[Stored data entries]
********************
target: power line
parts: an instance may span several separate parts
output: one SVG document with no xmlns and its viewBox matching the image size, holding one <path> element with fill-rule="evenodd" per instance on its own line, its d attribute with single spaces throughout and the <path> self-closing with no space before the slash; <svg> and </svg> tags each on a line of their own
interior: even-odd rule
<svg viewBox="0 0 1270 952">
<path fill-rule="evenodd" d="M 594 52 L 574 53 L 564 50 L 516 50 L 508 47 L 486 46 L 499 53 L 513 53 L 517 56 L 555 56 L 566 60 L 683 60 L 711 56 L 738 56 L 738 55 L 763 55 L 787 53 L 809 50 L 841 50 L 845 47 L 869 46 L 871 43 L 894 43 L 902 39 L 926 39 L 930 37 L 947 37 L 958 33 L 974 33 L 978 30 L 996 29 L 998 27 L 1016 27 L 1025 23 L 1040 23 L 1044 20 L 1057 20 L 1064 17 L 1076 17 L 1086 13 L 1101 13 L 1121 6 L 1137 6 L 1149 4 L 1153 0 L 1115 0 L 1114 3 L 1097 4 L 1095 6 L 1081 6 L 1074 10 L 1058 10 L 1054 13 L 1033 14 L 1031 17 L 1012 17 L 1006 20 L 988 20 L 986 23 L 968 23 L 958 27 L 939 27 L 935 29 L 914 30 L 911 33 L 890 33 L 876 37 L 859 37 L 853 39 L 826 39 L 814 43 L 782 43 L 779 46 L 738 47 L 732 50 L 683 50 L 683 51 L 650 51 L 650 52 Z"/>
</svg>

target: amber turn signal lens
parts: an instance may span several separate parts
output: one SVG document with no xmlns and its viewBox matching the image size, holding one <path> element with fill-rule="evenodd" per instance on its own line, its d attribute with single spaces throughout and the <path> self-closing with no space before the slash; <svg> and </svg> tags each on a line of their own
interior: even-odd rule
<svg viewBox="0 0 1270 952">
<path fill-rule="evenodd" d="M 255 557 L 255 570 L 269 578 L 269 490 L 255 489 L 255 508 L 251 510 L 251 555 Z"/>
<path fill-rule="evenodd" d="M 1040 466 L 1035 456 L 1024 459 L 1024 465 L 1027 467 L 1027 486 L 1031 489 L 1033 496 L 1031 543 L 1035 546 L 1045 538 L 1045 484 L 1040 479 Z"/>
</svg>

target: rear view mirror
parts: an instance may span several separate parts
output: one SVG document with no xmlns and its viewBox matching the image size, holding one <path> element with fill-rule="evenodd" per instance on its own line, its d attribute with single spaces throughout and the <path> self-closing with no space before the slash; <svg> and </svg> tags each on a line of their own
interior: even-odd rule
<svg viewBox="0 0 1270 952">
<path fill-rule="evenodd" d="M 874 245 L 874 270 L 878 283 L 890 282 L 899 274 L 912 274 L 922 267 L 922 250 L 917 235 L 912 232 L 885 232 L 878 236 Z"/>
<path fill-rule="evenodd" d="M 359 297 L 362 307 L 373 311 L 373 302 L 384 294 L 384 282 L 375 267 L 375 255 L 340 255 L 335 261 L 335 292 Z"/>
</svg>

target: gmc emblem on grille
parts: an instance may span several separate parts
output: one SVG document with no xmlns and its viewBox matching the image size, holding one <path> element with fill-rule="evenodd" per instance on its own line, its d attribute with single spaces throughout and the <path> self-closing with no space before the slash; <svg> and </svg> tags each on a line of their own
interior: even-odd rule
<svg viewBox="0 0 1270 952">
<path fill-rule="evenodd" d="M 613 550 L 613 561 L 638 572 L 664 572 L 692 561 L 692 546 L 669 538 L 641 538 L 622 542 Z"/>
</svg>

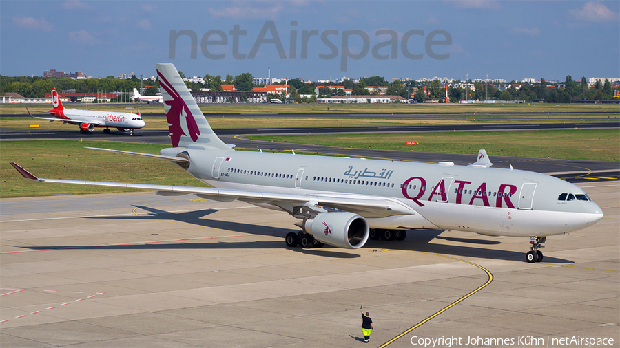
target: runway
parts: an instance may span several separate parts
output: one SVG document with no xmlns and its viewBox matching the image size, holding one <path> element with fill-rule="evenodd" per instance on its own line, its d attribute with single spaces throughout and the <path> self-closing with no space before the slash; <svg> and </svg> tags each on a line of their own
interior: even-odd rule
<svg viewBox="0 0 620 348">
<path fill-rule="evenodd" d="M 356 250 L 289 248 L 284 236 L 297 228 L 287 214 L 191 195 L 3 199 L 0 342 L 360 347 L 363 302 L 375 347 L 433 315 L 389 347 L 442 338 L 546 347 L 518 342 L 573 336 L 617 346 L 620 182 L 579 186 L 605 217 L 548 238 L 536 264 L 524 261 L 526 239 L 457 231 Z"/>
</svg>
********************
TASK PROMPT:
Nothing but the pictures may be dropped; output the records above exactly.

COMPLETE OUTPUT:
target: power line
parts: an instance may span several separate parts
output: one SVG document with no xmlns and its viewBox matching the image size, holding one <path> element with fill-rule="evenodd" per instance on its own line, its d attribute with single spaces throughout and the <path> self-closing with no space before the slash; <svg> and </svg> tags each on a line of their own
interior: even-odd rule
<svg viewBox="0 0 1270 952">
<path fill-rule="evenodd" d="M 594 52 L 574 53 L 564 50 L 516 50 L 508 47 L 486 46 L 499 53 L 513 53 L 517 56 L 555 56 L 566 60 L 683 60 L 711 56 L 738 56 L 738 55 L 763 55 L 787 53 L 809 50 L 841 50 L 845 47 L 869 46 L 871 43 L 894 43 L 902 39 L 926 39 L 930 37 L 947 37 L 958 33 L 974 33 L 978 30 L 996 29 L 998 27 L 1016 27 L 1025 23 L 1040 23 L 1044 20 L 1057 20 L 1064 17 L 1076 17 L 1086 13 L 1101 13 L 1121 6 L 1137 6 L 1149 4 L 1153 0 L 1115 0 L 1114 3 L 1097 4 L 1095 6 L 1081 6 L 1074 10 L 1058 10 L 1054 13 L 1033 14 L 1031 17 L 1012 17 L 1006 20 L 988 20 L 986 23 L 968 23 L 958 27 L 939 27 L 935 29 L 914 30 L 911 33 L 890 33 L 876 37 L 859 37 L 853 39 L 826 39 L 814 43 L 782 43 L 779 46 L 738 47 L 732 50 L 683 50 L 683 51 L 650 51 L 650 52 Z"/>
</svg>

target: amber turn signal lens
parts: an instance may span several separate parts
output: one SVG document with no xmlns and its viewBox matching the image size, holding one <path> element with fill-rule="evenodd" per instance on its own line, its d attribute with single spaces throughout and the <path> self-closing with no space before the slash; <svg> and </svg> tags each on a line of their own
interior: even-odd rule
<svg viewBox="0 0 1270 952">
<path fill-rule="evenodd" d="M 255 557 L 255 570 L 269 578 L 269 490 L 255 489 L 255 508 L 251 510 L 251 555 Z"/>
<path fill-rule="evenodd" d="M 1040 466 L 1035 456 L 1024 459 L 1024 465 L 1027 467 L 1027 486 L 1031 489 L 1033 496 L 1031 543 L 1035 546 L 1045 538 L 1045 484 L 1040 479 Z"/>
</svg>

target: rear view mirror
parts: an instance may span several separate parts
output: one SVG document with no xmlns and its viewBox matching the image size, holding one <path> element with fill-rule="evenodd" per instance on its own line, its d attribute with single spaces throughout and the <path> self-closing with no space before the slash; <svg> and </svg> tags each on a line of their own
interior: even-odd rule
<svg viewBox="0 0 1270 952">
<path fill-rule="evenodd" d="M 874 245 L 874 270 L 878 283 L 890 282 L 899 274 L 912 274 L 922 267 L 922 250 L 917 235 L 912 232 L 885 232 L 878 236 Z"/>
<path fill-rule="evenodd" d="M 359 297 L 362 307 L 373 311 L 373 302 L 384 294 L 384 282 L 375 267 L 375 255 L 340 255 L 335 261 L 335 292 Z"/>
</svg>

target: gmc emblem on grille
parts: an instance may span several separate parts
output: one SVG document with no xmlns and its viewBox matching the image size, holding one <path> element with fill-rule="evenodd" per instance on its own line, its d attribute with single spaces throughout and the <path> self-closing with no space before the slash; <svg> and </svg> tags each on a line of their own
interior: even-odd rule
<svg viewBox="0 0 1270 952">
<path fill-rule="evenodd" d="M 613 550 L 613 561 L 638 572 L 664 572 L 692 561 L 692 546 L 669 538 L 641 538 L 622 542 Z"/>
</svg>

target: runway
parts: an instance may span several separate parts
output: one SVG document with no xmlns and its viewBox matching the image size, holding one <path> element with fill-rule="evenodd" per instance on its own line, its d attribute with single spaces throughout and the <path> self-closing with no space before the slash; <svg> and </svg> tags each on a line of their own
interior: even-odd rule
<svg viewBox="0 0 620 348">
<path fill-rule="evenodd" d="M 356 250 L 289 248 L 284 236 L 297 228 L 287 214 L 191 195 L 3 199 L 0 342 L 360 347 L 363 302 L 375 347 L 433 315 L 389 347 L 442 338 L 546 347 L 518 342 L 573 336 L 617 346 L 620 182 L 579 186 L 605 217 L 548 238 L 536 264 L 524 261 L 526 239 L 457 231 Z"/>
</svg>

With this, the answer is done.